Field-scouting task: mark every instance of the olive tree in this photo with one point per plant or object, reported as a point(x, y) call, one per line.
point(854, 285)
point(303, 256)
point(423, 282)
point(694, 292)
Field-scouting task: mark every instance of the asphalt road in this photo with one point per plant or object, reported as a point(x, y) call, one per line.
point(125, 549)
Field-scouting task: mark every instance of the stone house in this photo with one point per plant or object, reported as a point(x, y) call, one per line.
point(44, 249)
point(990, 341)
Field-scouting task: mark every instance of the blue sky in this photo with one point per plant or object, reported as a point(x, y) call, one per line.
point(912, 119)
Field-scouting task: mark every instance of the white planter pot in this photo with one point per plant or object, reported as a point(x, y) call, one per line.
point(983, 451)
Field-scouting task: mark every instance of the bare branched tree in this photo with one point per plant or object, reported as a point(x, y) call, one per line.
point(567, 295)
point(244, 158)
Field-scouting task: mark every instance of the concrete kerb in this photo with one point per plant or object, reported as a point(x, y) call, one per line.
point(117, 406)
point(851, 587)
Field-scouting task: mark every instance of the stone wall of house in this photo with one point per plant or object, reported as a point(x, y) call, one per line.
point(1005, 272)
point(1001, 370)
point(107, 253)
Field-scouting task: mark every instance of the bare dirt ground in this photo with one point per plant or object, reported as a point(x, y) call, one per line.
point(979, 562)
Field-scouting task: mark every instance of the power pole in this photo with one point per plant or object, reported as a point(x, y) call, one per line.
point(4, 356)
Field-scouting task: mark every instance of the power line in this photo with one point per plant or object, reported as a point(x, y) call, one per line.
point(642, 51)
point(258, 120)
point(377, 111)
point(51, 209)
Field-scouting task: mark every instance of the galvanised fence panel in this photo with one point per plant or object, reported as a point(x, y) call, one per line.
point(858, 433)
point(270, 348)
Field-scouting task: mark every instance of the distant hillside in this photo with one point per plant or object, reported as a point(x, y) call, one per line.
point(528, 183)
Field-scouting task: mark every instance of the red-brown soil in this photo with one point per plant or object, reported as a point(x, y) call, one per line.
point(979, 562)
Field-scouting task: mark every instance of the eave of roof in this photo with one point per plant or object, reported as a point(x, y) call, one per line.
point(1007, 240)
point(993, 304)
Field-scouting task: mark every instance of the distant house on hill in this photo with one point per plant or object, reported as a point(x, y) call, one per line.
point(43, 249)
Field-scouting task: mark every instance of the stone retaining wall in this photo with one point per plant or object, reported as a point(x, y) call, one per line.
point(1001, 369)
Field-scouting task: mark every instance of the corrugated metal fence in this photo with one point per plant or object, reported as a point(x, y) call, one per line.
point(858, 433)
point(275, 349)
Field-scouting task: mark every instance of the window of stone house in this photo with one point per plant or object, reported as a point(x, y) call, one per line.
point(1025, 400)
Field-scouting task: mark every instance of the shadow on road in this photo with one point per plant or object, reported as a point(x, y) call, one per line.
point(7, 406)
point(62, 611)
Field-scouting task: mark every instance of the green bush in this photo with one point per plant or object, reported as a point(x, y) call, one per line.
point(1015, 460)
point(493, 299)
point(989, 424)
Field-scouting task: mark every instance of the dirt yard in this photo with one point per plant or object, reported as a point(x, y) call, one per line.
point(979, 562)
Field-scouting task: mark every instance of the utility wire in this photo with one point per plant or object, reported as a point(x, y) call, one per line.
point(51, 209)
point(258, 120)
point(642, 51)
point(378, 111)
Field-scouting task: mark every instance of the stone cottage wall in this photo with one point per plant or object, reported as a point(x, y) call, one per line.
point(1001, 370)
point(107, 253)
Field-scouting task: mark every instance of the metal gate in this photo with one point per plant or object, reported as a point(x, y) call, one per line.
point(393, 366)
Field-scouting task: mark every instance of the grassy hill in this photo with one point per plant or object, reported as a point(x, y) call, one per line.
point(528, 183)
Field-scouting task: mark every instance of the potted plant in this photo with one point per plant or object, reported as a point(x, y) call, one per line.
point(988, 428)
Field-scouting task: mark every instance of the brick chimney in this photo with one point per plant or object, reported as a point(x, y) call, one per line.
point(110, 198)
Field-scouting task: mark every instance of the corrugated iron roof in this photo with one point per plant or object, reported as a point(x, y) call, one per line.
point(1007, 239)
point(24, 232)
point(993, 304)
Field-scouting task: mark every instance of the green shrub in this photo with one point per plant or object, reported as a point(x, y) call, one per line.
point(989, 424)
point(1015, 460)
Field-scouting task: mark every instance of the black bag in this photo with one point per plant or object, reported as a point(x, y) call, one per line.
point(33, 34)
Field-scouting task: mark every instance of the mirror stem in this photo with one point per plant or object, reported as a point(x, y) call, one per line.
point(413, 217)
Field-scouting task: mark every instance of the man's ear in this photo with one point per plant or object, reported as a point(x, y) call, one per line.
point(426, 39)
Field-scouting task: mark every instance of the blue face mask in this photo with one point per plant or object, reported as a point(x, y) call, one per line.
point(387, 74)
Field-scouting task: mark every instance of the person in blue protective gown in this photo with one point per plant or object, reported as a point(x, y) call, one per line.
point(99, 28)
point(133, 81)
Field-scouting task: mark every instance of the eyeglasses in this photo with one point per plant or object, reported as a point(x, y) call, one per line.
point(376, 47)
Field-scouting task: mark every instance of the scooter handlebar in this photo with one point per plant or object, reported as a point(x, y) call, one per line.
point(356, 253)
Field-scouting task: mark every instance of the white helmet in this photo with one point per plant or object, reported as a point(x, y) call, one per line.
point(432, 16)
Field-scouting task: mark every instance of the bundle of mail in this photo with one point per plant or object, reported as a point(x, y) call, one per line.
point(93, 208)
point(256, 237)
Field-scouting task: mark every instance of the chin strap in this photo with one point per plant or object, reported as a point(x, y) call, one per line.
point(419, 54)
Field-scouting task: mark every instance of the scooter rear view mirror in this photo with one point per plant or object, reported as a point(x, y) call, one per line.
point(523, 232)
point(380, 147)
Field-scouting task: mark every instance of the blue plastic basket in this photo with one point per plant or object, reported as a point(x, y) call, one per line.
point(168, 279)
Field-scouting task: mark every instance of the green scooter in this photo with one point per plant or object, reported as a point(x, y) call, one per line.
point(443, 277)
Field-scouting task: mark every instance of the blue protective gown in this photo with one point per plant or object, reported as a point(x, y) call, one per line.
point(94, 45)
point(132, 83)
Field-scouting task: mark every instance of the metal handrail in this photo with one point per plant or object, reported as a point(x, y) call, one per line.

────

## EXERCISE REQUIREMENTS
Put all the records above into a Markdown table with two columns, Row and Line. Number each line and leave out any blank lines.

## EXERCISE SOLUTION
| Row | Line |
|---|---|
| 1 | Field-scouting task: mark every instance of the olive tree in this photo with one point per plant or object, reported as a point(x, y) call, one per line. |
| 2 | point(854, 285) |
| 3 | point(303, 256) |
| 4 | point(423, 282) |
| 5 | point(694, 292) |
| 6 | Field-scouting task: mark every instance of the asphalt road in this photo with one point per plant or object, reported as a point(x, y) call, one per line. |
| 7 | point(125, 549) |
| 8 | Field-scouting task: mark every instance of the stone house in this photo with one point per plant or object, reported as a point(x, y) call, one per line. |
| 9 | point(44, 249) |
| 10 | point(990, 341) |
| 11 | Field-scouting task: mark every instance of the blue sky in this photo with one point per plant or object, reported as a point(x, y) call, one per line. |
| 12 | point(912, 119) |
| 13 | Field-scouting task: mark every instance of the white planter pot in this photo with one point per plant or object, reported as a point(x, y) call, one per line. |
| 14 | point(983, 451) |
| 15 | Field-scouting task: mark every instance of the bare branched tree in this photo with one point per plant or object, reported as a point(x, y) call, one per line. |
| 16 | point(567, 295) |
| 17 | point(244, 158) |
| 18 | Field-scouting task: mark every instance of the concrete kerb in this photo with one point per plant or object, reported as a point(x, y) call, one per line. |
| 19 | point(117, 406) |
| 20 | point(851, 587) |
| 21 | Field-scouting task: mark every instance of the stone wall of house in this photo with one point per plant or object, reported as a point(x, y) call, one per line. |
| 22 | point(1005, 272) |
| 23 | point(1001, 370) |
| 24 | point(107, 253) |
| 25 | Field-scouting task: mark every instance of the bare dirt ground in this photo with one point per plant or object, reported as a point(x, y) call, one per line. |
| 26 | point(979, 562) |
| 27 | Field-scouting task: mark every instance of the power pole in this photo with one point per plant or object, reported as a point(x, y) call, one per line. |
| 28 | point(4, 356) |
| 29 | Field-scouting task: mark every instance of the power line in this photo with one point per plant or object, reported as a point(x, y) call, one per line. |
| 30 | point(642, 51) |
| 31 | point(258, 120) |
| 32 | point(377, 111) |
| 33 | point(51, 209) |
| 34 | Field-scouting task: mark every instance of the galvanised fence panel in this photo with one point per plant or object, reported as a point(x, y) call, one per line. |
| 35 | point(858, 433) |
| 36 | point(270, 348) |
| 37 | Field-scouting task: mark every instance of the distant hillside in this photo with one point per plant or object, reported as a point(x, y) call, one per line. |
| 38 | point(528, 183) |
| 39 | Field-scouting task: mark every instance of the red-brown soil in this photo with one point per plant or object, reported as a point(x, y) call, one per line. |
| 40 | point(979, 562) |
| 41 | Field-scouting task: mark every instance of the eave of roof in this photo with one point per plant or object, reported as a point(x, y) call, one per line. |
| 42 | point(1007, 240) |
| 43 | point(993, 304) |
| 44 | Field-scouting task: mark every instance of the distant house on hill in this photo with one point per plant or object, reported as a point(x, y) call, one per line. |
| 45 | point(43, 249) |
| 46 | Field-scouting task: mark every instance of the stone retaining wall in this photo with one point per plant or object, reported as a point(x, y) call, one per line. |
| 47 | point(1001, 369) |
| 48 | Field-scouting task: mark every instance of the corrugated metal fence in this photo with one point per plant or object, reported as a point(x, y) call, one per line. |
| 49 | point(858, 433) |
| 50 | point(275, 349) |
| 51 | Field-scouting task: mark every instance of the window of stone house in this photo with one point per plant or object, reported as a point(x, y) call, one per line. |
| 52 | point(1025, 400) |
| 53 | Field-scouting task: mark every instance of the shadow on road in this photo with one point per plant or object, reported as a point(x, y) call, one per line. |
| 54 | point(7, 406) |
| 55 | point(62, 611) |
| 56 | Field-scouting task: mark every instance of the green bush in this photo with one point per plant or object, reported as a point(x, y) call, one per line. |
| 57 | point(1015, 460) |
| 58 | point(493, 299) |
| 59 | point(989, 424) |
| 60 | Field-scouting task: mark every instance of the dirt yard in this photo with one point per plant or object, reported as a point(x, y) call, one per line. |
| 61 | point(979, 562) |
| 62 | Field-scouting task: mark every instance of the utility wire in this photo with one point per plant or object, reported as a point(x, y) call, one per line. |
| 63 | point(51, 209) |
| 64 | point(258, 120) |
| 65 | point(642, 51) |
| 66 | point(378, 111) |
| 67 | Field-scouting task: mark every instance of the stone cottage wall in this photo with one point per plant or object, reported as a point(x, y) call, one per line. |
| 68 | point(1001, 370) |
| 69 | point(107, 253) |
| 70 | Field-scouting task: mark every instance of the metal gate in this photo with one point per plant or object, reported as a point(x, y) call, one per line. |
| 71 | point(393, 366) |
| 72 | Field-scouting task: mark every instance of the grassy hill in this photo with one point per plant or object, reported as a point(x, y) call, one per line. |
| 73 | point(528, 183) |
| 74 | Field-scouting task: mark every instance of the potted plant in this photo with one point per plant or object, reported as a point(x, y) call, one per line. |
| 75 | point(988, 428) |
| 76 | Field-scouting task: mark every instance of the brick chimney in this photo with one point per plant or object, reported as a point(x, y) call, one per line. |
| 77 | point(110, 198) |
| 78 | Field-scouting task: mark every instance of the corrugated iron roof in this photo with one point per plant or object, reported as a point(x, y) call, one per line. |
| 79 | point(1007, 239) |
| 80 | point(24, 232) |
| 81 | point(993, 304) |
| 82 | Field-scouting task: mark every instance of the green shrub in this photo with one point per plant or object, reported as a point(x, y) call, one per line. |
| 83 | point(989, 424) |
| 84 | point(1015, 460) |
| 85 | Field-scouting task: mark every instance of the black bag in this photo with one point per plant or object, reported as a point(x, y) call, one per line. |
| 86 | point(33, 34) |
| 87 | Field-scouting task: mark every instance of the mirror stem in this photo with one point per plant or object, reported as a point(x, y) call, one per line. |
| 88 | point(413, 217) |
| 89 | Field-scouting task: mark every instance of the man's ear in this photo with one point per plant or object, reported as a point(x, y) call, one per line. |
| 90 | point(426, 39) |
| 91 | Field-scouting task: mark every instance of the blue face mask in this photo with one point per plant or object, reported as a point(x, y) call, one per line. |
| 92 | point(387, 74) |
| 93 | Field-scouting task: mark every instance of the person in blue protective gown in this photo with one point per plant or object, reported as a point(x, y) call, one per line. |
| 94 | point(99, 28) |
| 95 | point(133, 81) |
| 96 | Field-scouting task: mark every instance of the eyeglasses in this photo with one point per plant or object, reported as a point(x, y) call, one per line. |
| 97 | point(376, 47) |
| 98 | Field-scouting task: mark every instance of the scooter handlebar in this photo with one point per plant or object, reported as a point(x, y) call, one per line. |
| 99 | point(356, 253) |
| 100 | Field-scouting task: mark every instance of the white helmet in this photo with one point per plant or object, reported as a point(x, y) call, one per line. |
| 101 | point(432, 16) |
| 102 | Field-scouting task: mark every instance of the bundle of mail in this photo with one point per plant or object, reported as a point(x, y) call, one per line. |
| 103 | point(93, 208) |
| 104 | point(256, 237) |
| 105 | Field-scouting task: mark every instance of the chin strap in this photo with one point per plant or object, reported as a point(x, y) call, one per line. |
| 106 | point(419, 54) |
| 107 | Field-scouting task: mark every instance of the scooter rear view mirror in this photo with one point per plant or object, reported as a point(x, y) call, one per line. |
| 108 | point(523, 232) |
| 109 | point(380, 147) |
| 110 | Field-scouting task: mark every instance of the blue plastic basket in this photo with one point per plant or object, reported as a point(x, y) call, one per line. |
| 111 | point(168, 279) |
| 112 | Field-scouting task: mark every instance of the green scooter in this photo with one point per plant or object, reported as a point(x, y) call, one per line. |
| 113 | point(443, 277) |
| 114 | Field-scouting task: mark every instance of the blue protective gown in this photo with one point per plant or object, reported as a point(x, y) call, one per line. |
| 115 | point(94, 45) |
| 116 | point(132, 83) |
| 117 | Field-scouting task: mark every instance of the metal handrail in this photo with one point per plant or object, reported as a point(x, y) call, one per line. |